→ **摘录**:
金纳米星@自旋交叉异质结构中的等离子体辅助自旋转变

Plasmon-assisted spin transition in gold nanostar@spin crossover heterostructures.

作者信息

Sanchis-Gual Roger, Torres-Cavanillas Ramón, Coronado-Puchau Marc, Giménez-Marqués Mónica, Coronado Eugenio

机构信息

Instituto de Ciencia Molecular, Universitat de València Catedrático José Beltran 2 46980 Paterna Spain

出版信息

J Mater Chem C Mater. 2021 Jun 2;9(33):10811-10818. doi: 10.1039/d1tc01943k. eCollection 2021 Aug 26.

DOI:10.1039/d1tc01943k

PMID:35360440

原文链接:https://pmc.ncbi.nlm.nih.gov/articles/PMC8900490/

Abstract

Herein we report the design of core@shell nanoparticles formed by a metallic Au nanostar core and a spin-crossover shell based on the coordination polymer Fe(Htrz)(trz). This procedure is general and has been extended to other metallic morphologies (nanorods, nanotriangles). Thanks to the photothermal effect arising from the plasmonic properties of the Au nanostar, 60% of iron centers undergo a thermal spin transition inside the thermal hysteresis triggered by a 808 nm laser low intensity irradiation. Compared to other Au morphologies, the great advantage of the nanostar shape arises from the hot spots created at the branches of the nanostar. These hot spots give rise to large NIR absorptions, making them ideal nanostructures for efficiently converting light into heat using low energy light, like that provided by a 808 nm laser.

→ **记录数据**:
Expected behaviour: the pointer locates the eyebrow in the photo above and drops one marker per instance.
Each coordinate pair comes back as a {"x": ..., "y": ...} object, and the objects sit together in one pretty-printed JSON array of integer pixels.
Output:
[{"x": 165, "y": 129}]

→ **任务**:
1: 请列出摘录中的全部作者姓名。
2: 改写摘录中“Sanchis-Gual Roger, Torres-Cavanillas”与“2021 Aug 26.”之间（含两端）的文字，其中“Spain”一律换成“西班牙”。

→ **参考答案**:
1:
Sanchis-Gual Roger
Torres-Cavanillas Ramón
Coronado-Puchau Marc
Giménez-Marqués Mónica
Coronado Eugenio

2:
Sanchis-Gual Roger, Torres-Cavanillas Ramón, Coronado-Puchau Marc, Giménez-Marqués Mónica, Coronado Eugenio

机构信息

Instituto de Ciencia Molecular, Universitat de València Catedrático José Beltran 2 46980 Paterna 西班牙

出版信息

J Mater Chem C Mater. 2021 Jun 2;9(33):10811-10818. doi: 10.1039/d1tc01943k. eCollection 2021 Aug 26.